Data listing
• • •
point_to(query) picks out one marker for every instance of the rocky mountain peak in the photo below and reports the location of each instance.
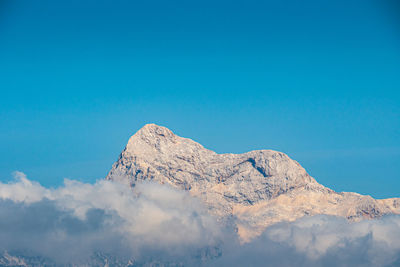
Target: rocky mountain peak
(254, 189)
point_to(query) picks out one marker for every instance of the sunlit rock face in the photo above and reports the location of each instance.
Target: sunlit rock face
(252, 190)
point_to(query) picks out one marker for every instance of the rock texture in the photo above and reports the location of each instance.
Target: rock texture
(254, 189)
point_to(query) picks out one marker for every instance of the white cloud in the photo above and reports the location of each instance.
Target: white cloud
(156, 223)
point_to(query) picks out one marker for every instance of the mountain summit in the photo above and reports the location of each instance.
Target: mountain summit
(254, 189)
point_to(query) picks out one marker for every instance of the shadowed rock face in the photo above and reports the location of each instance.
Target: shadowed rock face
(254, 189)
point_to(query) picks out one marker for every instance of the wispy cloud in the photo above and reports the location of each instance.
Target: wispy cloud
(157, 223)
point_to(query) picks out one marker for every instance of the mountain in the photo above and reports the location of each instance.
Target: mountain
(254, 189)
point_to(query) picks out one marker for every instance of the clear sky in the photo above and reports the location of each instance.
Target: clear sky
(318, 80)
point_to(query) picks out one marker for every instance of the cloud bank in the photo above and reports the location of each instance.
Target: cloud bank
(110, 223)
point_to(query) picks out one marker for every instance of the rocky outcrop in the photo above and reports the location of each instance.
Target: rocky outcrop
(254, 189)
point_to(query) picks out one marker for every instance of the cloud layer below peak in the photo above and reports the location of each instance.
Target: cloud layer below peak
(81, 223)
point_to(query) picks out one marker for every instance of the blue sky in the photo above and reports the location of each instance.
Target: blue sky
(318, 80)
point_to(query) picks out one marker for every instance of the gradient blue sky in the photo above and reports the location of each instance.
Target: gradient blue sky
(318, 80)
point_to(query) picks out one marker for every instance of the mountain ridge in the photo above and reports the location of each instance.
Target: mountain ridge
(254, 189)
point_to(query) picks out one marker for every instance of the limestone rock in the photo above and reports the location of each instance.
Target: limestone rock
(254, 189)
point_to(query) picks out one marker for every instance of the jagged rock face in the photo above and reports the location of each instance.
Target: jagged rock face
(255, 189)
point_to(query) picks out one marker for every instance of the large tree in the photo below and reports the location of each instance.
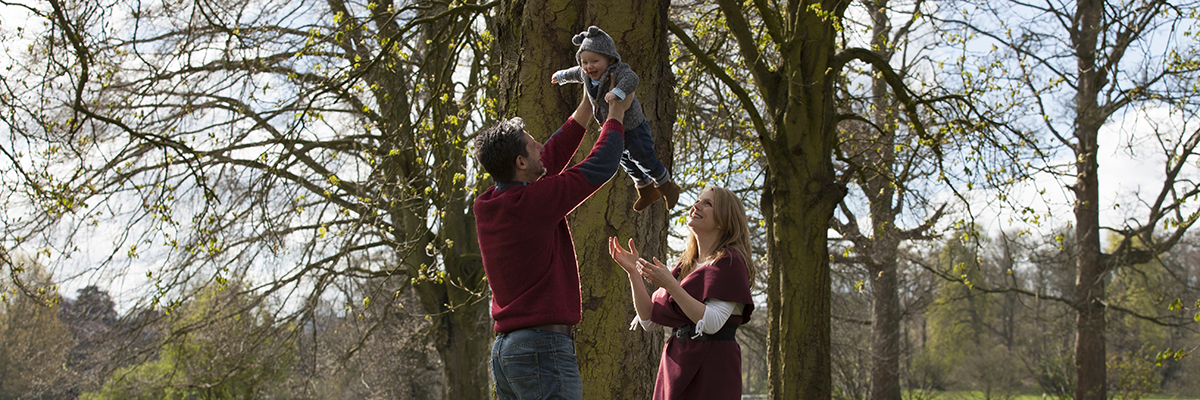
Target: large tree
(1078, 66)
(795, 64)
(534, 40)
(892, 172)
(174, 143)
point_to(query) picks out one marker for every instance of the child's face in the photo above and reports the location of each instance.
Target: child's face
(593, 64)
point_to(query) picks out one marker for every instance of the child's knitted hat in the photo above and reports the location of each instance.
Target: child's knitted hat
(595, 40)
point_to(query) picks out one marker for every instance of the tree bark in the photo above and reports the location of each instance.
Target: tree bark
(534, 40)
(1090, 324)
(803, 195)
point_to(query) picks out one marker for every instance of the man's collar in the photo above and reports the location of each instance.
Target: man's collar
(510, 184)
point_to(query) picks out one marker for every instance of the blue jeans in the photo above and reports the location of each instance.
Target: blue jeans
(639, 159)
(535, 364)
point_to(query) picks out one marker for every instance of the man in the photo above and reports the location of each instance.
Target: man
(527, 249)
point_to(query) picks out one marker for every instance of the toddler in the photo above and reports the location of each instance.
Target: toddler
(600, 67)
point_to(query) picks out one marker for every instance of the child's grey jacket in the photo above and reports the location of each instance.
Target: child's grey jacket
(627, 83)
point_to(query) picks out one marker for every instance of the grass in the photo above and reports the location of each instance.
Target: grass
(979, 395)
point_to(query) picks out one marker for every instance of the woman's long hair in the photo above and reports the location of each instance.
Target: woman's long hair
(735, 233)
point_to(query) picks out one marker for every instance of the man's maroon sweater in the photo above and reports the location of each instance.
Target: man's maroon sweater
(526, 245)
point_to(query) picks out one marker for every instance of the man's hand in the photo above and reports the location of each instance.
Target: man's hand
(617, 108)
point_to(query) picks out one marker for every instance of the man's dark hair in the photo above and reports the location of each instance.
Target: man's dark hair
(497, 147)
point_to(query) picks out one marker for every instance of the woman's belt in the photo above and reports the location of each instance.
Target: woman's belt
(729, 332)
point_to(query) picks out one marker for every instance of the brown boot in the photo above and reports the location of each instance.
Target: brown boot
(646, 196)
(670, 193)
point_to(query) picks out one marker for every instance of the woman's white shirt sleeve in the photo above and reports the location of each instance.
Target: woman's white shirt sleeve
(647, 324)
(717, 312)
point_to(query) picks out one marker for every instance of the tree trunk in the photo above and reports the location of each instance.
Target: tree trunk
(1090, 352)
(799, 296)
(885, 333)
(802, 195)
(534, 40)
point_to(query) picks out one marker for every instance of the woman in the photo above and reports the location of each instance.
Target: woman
• • •
## STATED GOAL
Except for the pictures, print the data above exactly.

## PROBLEM SOLUTION
point_to(query) picks out one marker for every instance of the rocky mountain peak in the photo below and reports the location of each instance.
Target: rocky mountain peak
(254, 189)
point_to(query) picks out one marker for every instance of the sunlit rock face in the photo above and reports the location of each instance.
Target: sunlit rock face
(252, 190)
point_to(query) picks out one marker for every instance of the rock texture in the photo above and reports the location of each instance.
Target: rock texture
(254, 189)
point_to(query) picks out one marker for every instance of the white cloud in the photo above and reports the location of each instance.
Target: white cloud
(156, 223)
point_to(query) picks out one marker for every instance of the mountain summit in the photo above and reports the location of each instance.
Target: mountain summit
(254, 189)
point_to(query) picks out one marker for every instance of the shadowed rock face in the photo above and reports the location of each instance.
Target: shadowed rock face
(254, 189)
point_to(query) picks out one marker for every instance of the wispy cloud in the photo above and reports the location of each instance.
Target: wispy cloud
(157, 223)
point_to(query) picks out one marker for every instance of the mountain in the photo above and reports the location of each instance.
Target: mountain
(254, 189)
point_to(query) picks out one marker for every instance of the clear sky in the photo above and reports the location of each instance.
Target: clear sky
(318, 80)
point_to(query) picks out one marker for every instance of the cloud bank in the photo above and reports the location of each instance.
Target: cloud bank
(110, 223)
point_to(query) picks out one marker for every instance of the rocky outcrop in the photo above and reports the location of each instance.
Target: rocky outcrop
(254, 189)
point_to(query) picks out one marker for every instance of the cloud layer below peak in the photo above and reports the location of each instance.
Target: cloud layer below peak
(81, 223)
point_to(query) picks out one marker for every instance of the blue sky in the photo above and reports the location of each instance.
Target: blue sky
(318, 80)
point_to(query) picks out one marker for every instance of the gradient blue sky in the photo above and reports the location of each instance.
Target: gradient blue sky
(318, 80)
point_to(query) picks out one marker for every instance of the mountain ridge in the photo above and reports the location of each instance.
Target: mountain ridge
(254, 189)
point_to(query) picks out one marker for every instance of the limestone rock in the photo above and reports the location of each instance.
Target: limestone rock
(254, 189)
point_to(query) picks out one marker for every instance of the jagged rock face in the photo above and reports the location of each instance.
Target: jagged rock face
(255, 189)
point_to(query) picks out one marker for every instance of the large tree in the photo below and reports the location of each instance.
Target: large tree
(1078, 66)
(795, 64)
(534, 40)
(892, 172)
(174, 143)
point_to(query) picks out one marker for every instance of the child's face in the photo above and reports the location of each instance.
Target: child's face
(593, 64)
point_to(query) picks out one marker for every instance of the child's knitted hat in the photo above and reports the location of each instance.
Target: child's knitted hat
(595, 40)
point_to(query) picks out one marker for every instance of the tree bark in the photo above and reports the location of each instance.
Target: tree bark
(534, 40)
(1090, 324)
(803, 195)
point_to(query) picks out one marker for every instance of the man's collar in the photo above and reports the location of each instance.
Target: man's collar
(510, 184)
point_to(query) picks out one marker for every instance of the blue jeans in the photo above and reports the location of each instance.
Target: blue jeans
(639, 159)
(535, 364)
point_to(query) picks out one marker for every instance of the man in the photo above and reports the location of each instance.
Target: man
(527, 249)
point_to(query) picks out one marker for every instance of the toddler in the photo above and reports the location of each instance.
Target: toddler
(600, 67)
point_to(query) picks out one marker for every instance of the child's grey jacket in the photo above and reports the location of each instance.
Target: child's grey jacket
(627, 83)
point_to(query) picks out one marker for every instance of the grass in the photo above and reports the location of each instance.
Target: grass
(979, 395)
point_to(query) picks out one marker for every instance of the woman's long hair in the photo above and reports the location of each instance.
Target: woman's long hair
(735, 233)
point_to(query) picks out one marker for every instance of the man's maroon sweater in the photo above and reports the location of each instance.
Target: man's maroon sweater
(526, 245)
point_to(query) picks out one marker for every instance of the man's hand in the photo above and reports the location of each instance.
Target: man's hand
(617, 108)
point_to(query) picks out one marker for every instance of the man's dark hair in the photo above and reports the location of each instance.
Target: man's dark hair
(497, 147)
point_to(query) picks out one marker for every instance of the woman's belt in the photo above and reports the location of each instance.
Target: woman's belt
(729, 332)
point_to(query) picks out one marker for every instance of the brown boot in the photo above and reports the location of each instance.
Target: brown boot
(646, 196)
(670, 193)
point_to(query) picks out one marker for every instance of the woman's white shirt sleeve in the photo above and reports the location of each instance.
Target: woman's white shirt sleeve
(647, 324)
(717, 312)
point_to(query) picks out one marker for every instance of the tree trunk in the photo above and reports the location of each instance.
Target: tree trunk
(1090, 352)
(799, 296)
(885, 333)
(802, 195)
(534, 40)
point_to(query) picks out one marker for every instance of the woman in the photo above and reports the location of each instance.
Target: woman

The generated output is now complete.